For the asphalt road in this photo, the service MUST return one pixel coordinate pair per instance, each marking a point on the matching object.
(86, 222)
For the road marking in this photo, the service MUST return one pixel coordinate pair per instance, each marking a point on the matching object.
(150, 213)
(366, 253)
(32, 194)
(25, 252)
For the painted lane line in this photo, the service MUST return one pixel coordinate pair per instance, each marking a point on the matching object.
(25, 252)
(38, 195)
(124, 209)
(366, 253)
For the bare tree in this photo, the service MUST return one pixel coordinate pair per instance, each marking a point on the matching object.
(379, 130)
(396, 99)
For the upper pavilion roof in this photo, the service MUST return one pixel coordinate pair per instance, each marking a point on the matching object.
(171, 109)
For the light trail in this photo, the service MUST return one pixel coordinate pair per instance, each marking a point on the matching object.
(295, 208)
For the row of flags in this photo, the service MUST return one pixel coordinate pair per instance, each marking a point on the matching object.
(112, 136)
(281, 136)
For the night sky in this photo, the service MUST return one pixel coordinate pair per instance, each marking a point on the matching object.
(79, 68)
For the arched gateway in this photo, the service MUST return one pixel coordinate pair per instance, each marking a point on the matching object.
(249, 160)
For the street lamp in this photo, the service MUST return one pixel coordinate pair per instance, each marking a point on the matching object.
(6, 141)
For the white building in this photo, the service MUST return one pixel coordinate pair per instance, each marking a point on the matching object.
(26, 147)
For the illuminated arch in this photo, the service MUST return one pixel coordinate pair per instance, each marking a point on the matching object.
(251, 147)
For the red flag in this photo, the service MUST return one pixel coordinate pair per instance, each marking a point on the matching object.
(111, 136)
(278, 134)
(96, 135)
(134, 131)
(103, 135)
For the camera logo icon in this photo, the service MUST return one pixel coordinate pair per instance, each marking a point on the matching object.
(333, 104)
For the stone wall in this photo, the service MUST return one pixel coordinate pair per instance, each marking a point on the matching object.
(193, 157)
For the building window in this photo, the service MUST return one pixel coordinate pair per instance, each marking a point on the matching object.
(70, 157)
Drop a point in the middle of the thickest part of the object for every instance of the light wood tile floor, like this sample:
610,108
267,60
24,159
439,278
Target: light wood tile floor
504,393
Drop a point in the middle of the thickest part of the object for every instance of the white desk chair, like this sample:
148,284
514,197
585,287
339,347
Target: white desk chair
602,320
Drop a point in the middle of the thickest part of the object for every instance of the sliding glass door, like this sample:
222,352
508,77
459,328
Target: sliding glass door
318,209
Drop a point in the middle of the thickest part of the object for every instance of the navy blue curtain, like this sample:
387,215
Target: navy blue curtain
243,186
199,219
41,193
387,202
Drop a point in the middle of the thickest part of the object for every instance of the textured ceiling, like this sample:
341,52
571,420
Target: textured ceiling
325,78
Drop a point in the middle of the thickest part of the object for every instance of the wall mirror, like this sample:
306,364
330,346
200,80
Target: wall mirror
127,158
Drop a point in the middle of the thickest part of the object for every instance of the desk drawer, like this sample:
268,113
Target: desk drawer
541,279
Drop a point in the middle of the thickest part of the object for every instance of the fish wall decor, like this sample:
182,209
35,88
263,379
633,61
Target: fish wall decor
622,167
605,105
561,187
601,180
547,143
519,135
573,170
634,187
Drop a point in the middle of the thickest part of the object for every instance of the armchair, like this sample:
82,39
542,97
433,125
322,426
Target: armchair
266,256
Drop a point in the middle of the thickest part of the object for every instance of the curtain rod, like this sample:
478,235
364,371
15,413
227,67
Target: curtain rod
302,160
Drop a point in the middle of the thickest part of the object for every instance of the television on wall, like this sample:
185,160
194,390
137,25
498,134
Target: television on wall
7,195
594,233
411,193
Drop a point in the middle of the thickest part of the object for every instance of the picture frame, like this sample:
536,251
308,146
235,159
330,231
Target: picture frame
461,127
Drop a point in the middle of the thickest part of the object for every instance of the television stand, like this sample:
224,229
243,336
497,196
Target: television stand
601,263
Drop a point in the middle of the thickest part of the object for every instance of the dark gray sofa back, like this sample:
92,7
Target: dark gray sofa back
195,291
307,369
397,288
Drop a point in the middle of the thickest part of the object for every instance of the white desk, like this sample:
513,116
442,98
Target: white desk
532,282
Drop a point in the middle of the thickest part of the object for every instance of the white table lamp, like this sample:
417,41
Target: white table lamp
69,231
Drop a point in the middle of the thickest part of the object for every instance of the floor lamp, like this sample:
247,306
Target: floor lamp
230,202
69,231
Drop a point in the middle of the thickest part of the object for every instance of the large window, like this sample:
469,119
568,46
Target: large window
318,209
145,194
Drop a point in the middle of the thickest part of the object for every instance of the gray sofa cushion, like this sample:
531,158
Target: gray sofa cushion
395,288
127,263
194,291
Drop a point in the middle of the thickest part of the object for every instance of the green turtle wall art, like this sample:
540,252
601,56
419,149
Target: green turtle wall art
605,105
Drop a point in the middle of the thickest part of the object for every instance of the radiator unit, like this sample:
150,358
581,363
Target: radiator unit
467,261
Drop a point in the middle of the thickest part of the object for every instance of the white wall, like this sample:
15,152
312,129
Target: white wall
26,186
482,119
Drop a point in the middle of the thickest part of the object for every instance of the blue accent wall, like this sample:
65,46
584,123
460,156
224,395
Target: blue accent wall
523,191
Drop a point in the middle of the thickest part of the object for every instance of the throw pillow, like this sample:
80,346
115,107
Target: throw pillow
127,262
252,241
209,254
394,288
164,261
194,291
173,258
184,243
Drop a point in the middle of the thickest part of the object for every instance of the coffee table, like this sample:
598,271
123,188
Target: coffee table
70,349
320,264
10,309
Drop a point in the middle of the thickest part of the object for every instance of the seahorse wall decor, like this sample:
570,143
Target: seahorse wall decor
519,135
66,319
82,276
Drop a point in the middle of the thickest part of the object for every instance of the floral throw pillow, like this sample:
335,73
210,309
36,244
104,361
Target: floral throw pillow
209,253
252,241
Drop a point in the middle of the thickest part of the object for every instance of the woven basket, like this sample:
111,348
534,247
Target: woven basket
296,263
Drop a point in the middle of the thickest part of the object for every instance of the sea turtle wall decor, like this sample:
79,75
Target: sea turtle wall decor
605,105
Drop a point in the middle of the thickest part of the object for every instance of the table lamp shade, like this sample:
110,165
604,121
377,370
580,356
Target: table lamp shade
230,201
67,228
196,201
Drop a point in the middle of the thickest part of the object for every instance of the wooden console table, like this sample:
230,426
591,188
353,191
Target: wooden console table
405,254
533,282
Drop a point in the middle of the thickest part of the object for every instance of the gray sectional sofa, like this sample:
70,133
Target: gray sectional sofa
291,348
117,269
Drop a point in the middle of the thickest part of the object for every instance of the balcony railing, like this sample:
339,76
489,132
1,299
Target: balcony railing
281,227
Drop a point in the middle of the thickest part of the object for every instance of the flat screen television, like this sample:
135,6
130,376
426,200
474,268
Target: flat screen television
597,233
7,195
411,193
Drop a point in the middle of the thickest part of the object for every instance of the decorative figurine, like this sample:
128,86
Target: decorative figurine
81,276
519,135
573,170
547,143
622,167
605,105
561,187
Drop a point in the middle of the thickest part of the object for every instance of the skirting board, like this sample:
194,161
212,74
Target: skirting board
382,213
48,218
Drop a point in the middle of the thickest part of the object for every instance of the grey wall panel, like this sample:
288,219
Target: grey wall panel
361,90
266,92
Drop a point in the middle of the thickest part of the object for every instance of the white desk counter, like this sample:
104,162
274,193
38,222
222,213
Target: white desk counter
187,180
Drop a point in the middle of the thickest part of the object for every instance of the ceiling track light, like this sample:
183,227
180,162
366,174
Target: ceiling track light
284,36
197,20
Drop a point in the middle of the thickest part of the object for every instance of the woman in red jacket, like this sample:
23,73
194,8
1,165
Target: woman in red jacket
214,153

→ Your goal
Reproduce, please, every line of the records above without alteration.

→ Result
For the asphalt road in this photo, the service MUST return one pixel coordinate pair per instance, each marking a point on the matching object.
(86, 222)
For the road marking in this photo, the service MUST return one pixel coordinate pair per instance, each marking a point on the matching object.
(150, 213)
(366, 253)
(32, 194)
(25, 252)
For the painted lane line in this photo, the service MUST return one pixel coordinate pair per instance, each marking a point on the matching object.
(25, 252)
(38, 195)
(124, 209)
(366, 253)
For the bare tree in this photo, the service MUST return one pixel coordinate pair per instance, each marking a point on the matching object.
(379, 130)
(396, 99)
For the upper pavilion roof in this photo, the service MUST return one pixel coordinate pair per instance, each marking a point on the matching object.
(171, 109)
For the light trail in this photo, the service MUST return one pixel coordinate pair per instance, each marking a point on the matching object.
(295, 208)
For the row of flags in this photo, the service MUST return one pixel coordinate pair per instance, each marking a point on the matching object.
(112, 136)
(281, 136)
For the night sky in this photo, the service MUST return one pixel coordinate pair per instance, each marking a point on the matching object.
(79, 68)
For the arched gateway in this photo, the service MUST return one pixel coordinate pair per instance, each marking a point on the matching object.
(249, 160)
For the street lamp in this photo, the service MUST return one pixel coordinate pair per instance, each marking a point on the matching object.
(6, 141)
For the white building in this photo, the service MUST return one pixel coordinate pair per instance, each marking a point on the matching object.
(26, 147)
For the illuminated arch in this photo, the service MUST return one pixel coordinate pair per instance, each marking a point on the matching object.
(251, 147)
For the red flag in this photo, the service MUST return one pixel coordinate pair per instance, each marking a point on the matching object.
(111, 136)
(278, 134)
(96, 135)
(134, 131)
(103, 135)
For the camera logo icon in this photo, the service MUST return one pixel coordinate pair per instance, each marking a point on the matching object.
(333, 104)
For the stone wall in this photo, the service MUST return one pixel coordinate pair per instance, each marking a point on the matching object.
(193, 157)
For the building window in this photo, the service MUST return one pixel coordinate pair per instance, each marking a point on the matching object.
(70, 157)
Drop a point in the middle of the thickest part of the object for every instance of the light wood tile floor, like this sample:
610,108
267,60
24,159
439,278
Target: light wood tile floor
504,393
Drop a point in the middle of the thickest part of the object for every instance of the white desk chair, like this sample:
148,284
514,197
585,287
339,347
Target: white desk chair
602,320
Drop a point in the middle of the thickest part of the object for every instance of the sliding glass door, like this sample:
222,352
508,77
459,328
Target: sliding glass door
318,209
Drop a point in the middle of the thickest part of the object for every instance of the navy blue curtain, like this sample:
387,215
Target: navy blue curtain
243,186
199,219
41,193
387,202
Drop a point in the middle of the thickest part of the object for every instance of the textured ceiling, like this sample:
341,52
571,420
Target: textured ceiling
325,78
Drop a point in the middle of the thickest part of the object for every instance of the wall mirror, like this sample:
306,364
330,346
200,80
Target: wall mirror
127,158
Drop a point in the middle of the thickest part of the object for every instance of the desk drawer, like this sample:
268,113
Target: desk drawer
541,279
Drop a point in the middle of the thickest part of the object for every instance of the fish wall decor, like this sample:
182,209
35,88
263,379
633,61
Target: fish wall decor
622,167
605,105
561,187
601,180
547,143
519,135
573,170
634,187
Drop a point in the middle of the thickest part of the object for every instance of the armchair, like this sample:
82,39
542,97
433,125
322,426
Target: armchair
266,256
Drop a point in the middle of the thickest part of the object for every instance of the curtain rod, like this sample:
478,235
364,371
15,413
227,67
Target: curtain rod
302,160
Drop a point in the middle of the thickest part of the object for every instance of the television on wall, like this sample:
185,160
194,390
137,25
498,134
Target: television on wall
7,195
594,233
411,193
Drop a point in the middle of the thickest part of the object for every instance of the picture frame, like this sample:
536,251
308,146
235,159
330,231
Target: picture frame
461,127
Drop a point in the middle of the thickest part of the object for every instance of the television stand, like this sample:
224,229
243,336
497,196
Target: television stand
601,263
Drop a point in the middle of the thickest part of the object for every instance of the dark gray sofa back, like this sample:
92,7
Target: dark gray sofa back
195,291
307,369
397,288
Drop a point in the middle of the thickest part of the object for every instance of the white desk, like this sample:
513,116
442,98
Target: white desk
532,282
Drop a point in the middle of the thickest part of the object for every instance of the white table lamp, like this sample:
417,41
Target: white table lamp
69,231
Drop a point in the middle of the thickest part of the object for every instance of the floor lamp, like this sample:
247,306
Target: floor lamp
230,202
69,231
Drop a point in the middle of the thickest part of the object for every instance of the large window, like this sample:
469,119
568,46
Target: large window
318,209
145,194
Drop a point in the middle of the thickest part of the object for every instance of the gray sofa cushion, like this sample:
531,158
Target: gray sofa cushion
395,288
127,263
194,291
Drop a point in the middle of the thickest part of the object for every instance of the green turtle wall art, like this sample:
540,252
601,56
419,149
Target: green turtle wall art
605,105
Drop a point in the middle of the thickest part of the object for every instance of the radiator unit, like this sample:
150,358
581,363
Target: radiator unit
467,261
Drop a point in the middle of the thickest part of the object for every instance of the white wall, like this sample:
15,152
312,129
Target: white wall
26,186
482,119
Drop a point in the middle of the thickest part of the object for every instance of the blue accent wall, like this sample:
65,46
584,123
460,156
224,395
Target: blue accent wall
523,191
Drop a point in the middle of the thickest part of the object for every instance of the throw pillow, like this sample:
80,346
115,107
Target: throw pillow
127,262
252,241
209,254
394,288
164,261
194,291
173,258
184,243
Drop a point in the middle of the thickest part of the object for every instance of the coffee table, like this sample:
598,271
123,188
Target: coffee table
70,349
320,264
10,309
Drop a point in the middle of the thickest part of the object for every instance of the seahorse wall decor, like this sample:
570,143
Target: seahorse wall decor
519,135
66,319
82,276
Drop a point in the middle of the thickest part of the object for every instance of the floral throw pillow, like this sample:
335,73
210,309
36,244
104,361
Target: floral throw pillow
209,253
252,241
Drop a point in the middle of the thickest part of the object for every instance of the woven basket, like this sample:
111,348
534,247
Target: woven basket
296,263
Drop a point in the middle of the thickest part of the object for every instance of the sea turtle wall decor, like this sample:
79,75
Target: sea turtle wall decor
605,105
Drop a point in the middle of the thickest part of the object for every instance of the table lamp shade, like this sample:
110,165
604,121
377,370
580,356
Target: table lamp shade
230,201
67,228
196,201
Drop a point in the middle of the thickest part of the object for every instance of the wooden console table, like this sample:
230,426
591,188
353,191
Target: wooden console table
405,254
533,282
Drop a point in the middle of the thickest part of the object for every instance of the gray sectional sofa, like this sample:
70,133
Target: gray sectional sofa
291,348
117,269
Drop a point in the middle of the thickest part of the object for every instance of the balcony railing, like this sample:
339,76
489,132
1,299
Target: balcony railing
281,227
Drop a point in the middle of the thickest part of the object for every instance of the flat screen television, like this sample:
135,6
130,376
426,200
474,268
Target: flat screen television
597,233
7,195
411,193
Drop a point in the middle of the thickest part of the object for every instance of the decorative figurine, like this sample:
128,86
Target: decorative figurine
81,276
519,135
573,170
547,143
622,167
605,105
561,187
Drop a point in the middle of the thickest part of the object for every instance of the skirting board, like this sample:
194,161
212,74
Target: skirting board
382,213
48,218
Drop a point in the middle of the thickest part of the object for every instance of the grey wall panel, like this sample:
288,219
Target: grey wall panel
361,90
266,92
Drop a point in the middle of the thickest part of the object for every instance of the white desk counter, like this sample:
104,162
274,193
38,222
222,213
Target: white desk counter
187,180
Drop a point in the middle of the thickest part of the object for every instance of the ceiling track light, like this sample:
183,227
180,162
366,174
Target: ceiling track light
284,36
197,20
Drop a point in the middle of the thickest part of the object for every instance of the woman in red jacket, like this sample:
23,73
194,8
1,165
Target: woman in red jacket
214,153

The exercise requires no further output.